Object position labeling entries:

* BEGIN *

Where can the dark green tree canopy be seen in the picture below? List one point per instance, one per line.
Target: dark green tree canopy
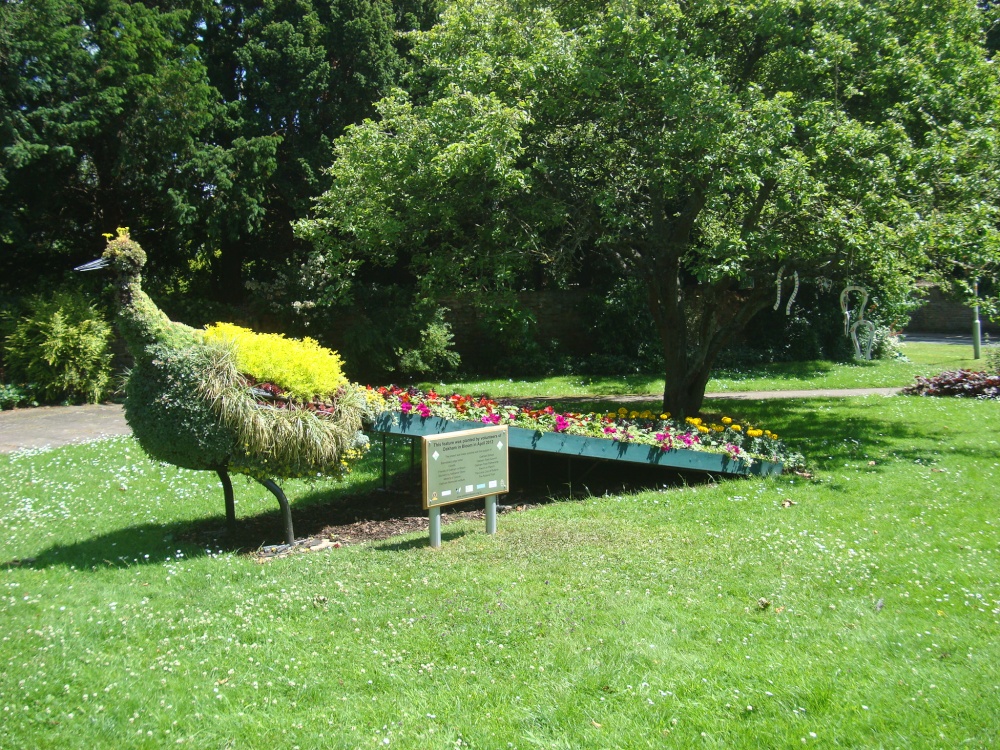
(201, 125)
(710, 150)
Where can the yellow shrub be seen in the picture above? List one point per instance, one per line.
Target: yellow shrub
(302, 368)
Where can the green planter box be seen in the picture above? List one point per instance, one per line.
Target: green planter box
(395, 423)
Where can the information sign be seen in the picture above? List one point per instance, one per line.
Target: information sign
(466, 465)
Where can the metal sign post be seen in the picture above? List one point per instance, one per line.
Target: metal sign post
(461, 466)
(977, 333)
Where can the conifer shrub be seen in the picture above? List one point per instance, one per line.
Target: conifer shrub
(60, 347)
(302, 368)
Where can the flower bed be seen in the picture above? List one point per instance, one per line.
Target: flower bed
(965, 383)
(727, 445)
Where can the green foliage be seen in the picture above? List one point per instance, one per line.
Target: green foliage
(272, 442)
(992, 358)
(188, 403)
(164, 408)
(12, 396)
(61, 347)
(702, 152)
(435, 355)
(207, 121)
(303, 368)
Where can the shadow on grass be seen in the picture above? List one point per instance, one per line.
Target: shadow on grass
(372, 516)
(830, 430)
(809, 370)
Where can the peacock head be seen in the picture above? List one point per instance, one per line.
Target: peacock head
(122, 254)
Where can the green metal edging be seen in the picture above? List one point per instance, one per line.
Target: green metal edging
(412, 425)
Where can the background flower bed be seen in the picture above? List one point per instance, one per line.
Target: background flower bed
(738, 440)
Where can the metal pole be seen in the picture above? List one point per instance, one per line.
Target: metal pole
(977, 334)
(435, 524)
(491, 514)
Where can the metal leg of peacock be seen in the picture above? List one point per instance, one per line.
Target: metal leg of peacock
(286, 511)
(227, 488)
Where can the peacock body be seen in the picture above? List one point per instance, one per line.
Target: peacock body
(189, 402)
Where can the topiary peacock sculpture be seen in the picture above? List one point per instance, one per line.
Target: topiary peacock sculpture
(211, 399)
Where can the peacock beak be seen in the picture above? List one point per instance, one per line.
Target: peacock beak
(94, 265)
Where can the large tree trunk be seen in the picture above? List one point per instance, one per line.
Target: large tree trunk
(702, 321)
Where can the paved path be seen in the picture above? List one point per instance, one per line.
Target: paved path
(52, 426)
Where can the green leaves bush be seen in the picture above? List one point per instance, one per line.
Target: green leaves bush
(303, 368)
(60, 347)
(435, 354)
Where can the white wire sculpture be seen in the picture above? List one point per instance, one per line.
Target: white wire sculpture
(866, 326)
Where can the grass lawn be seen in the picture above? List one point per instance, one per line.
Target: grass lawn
(924, 359)
(618, 621)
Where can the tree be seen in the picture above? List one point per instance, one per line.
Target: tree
(105, 110)
(201, 125)
(713, 151)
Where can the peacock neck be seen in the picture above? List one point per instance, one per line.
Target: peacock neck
(144, 326)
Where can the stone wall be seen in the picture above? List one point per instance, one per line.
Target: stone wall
(940, 315)
(559, 314)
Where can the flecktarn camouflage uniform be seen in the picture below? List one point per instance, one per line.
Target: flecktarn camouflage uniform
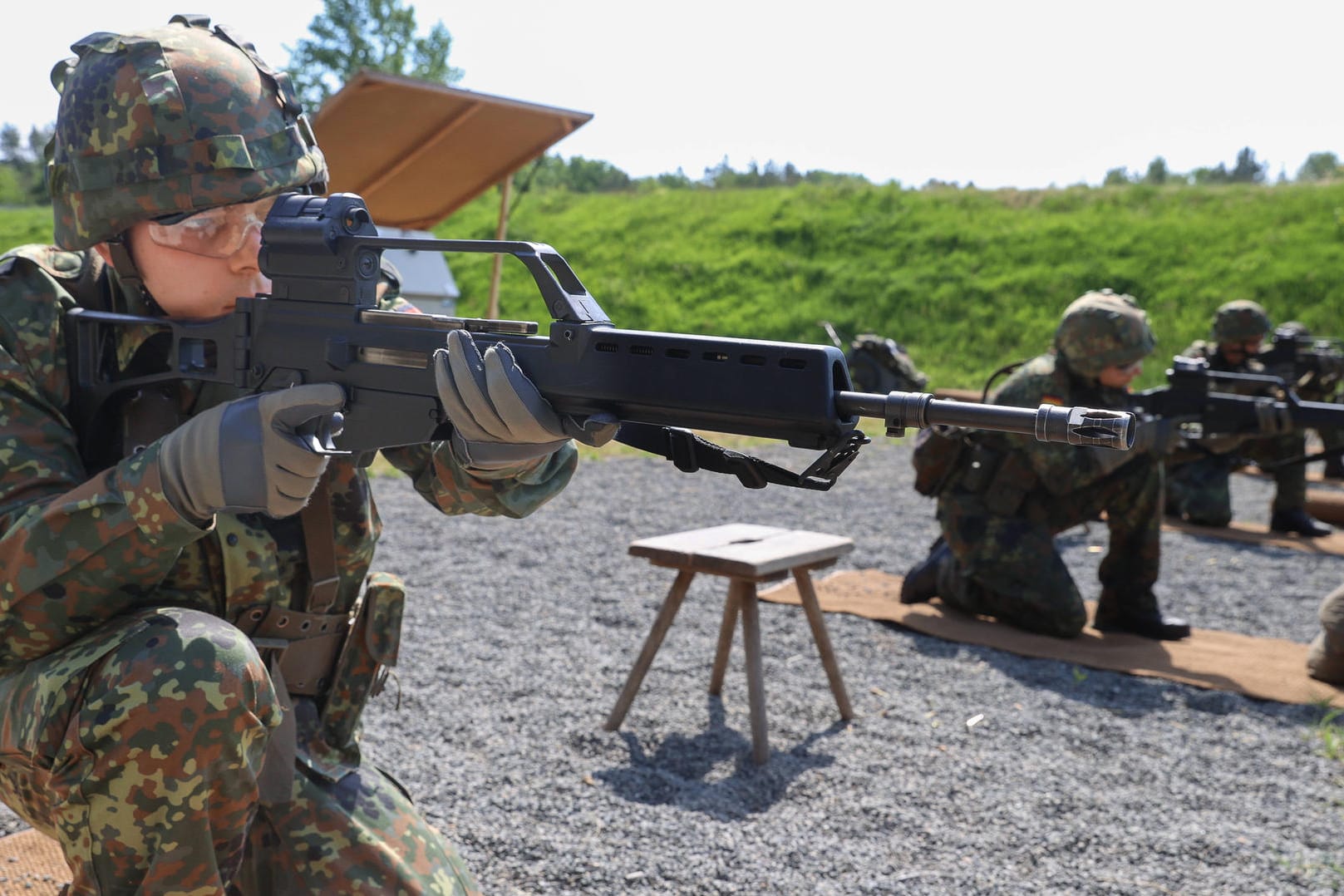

* END *

List every line of the entries above that contains the string "neck", matching case.

Output for this exercise:
Where can the peacock neck be seen in the picture above? List one point per instance, one per line.
Target: peacock neck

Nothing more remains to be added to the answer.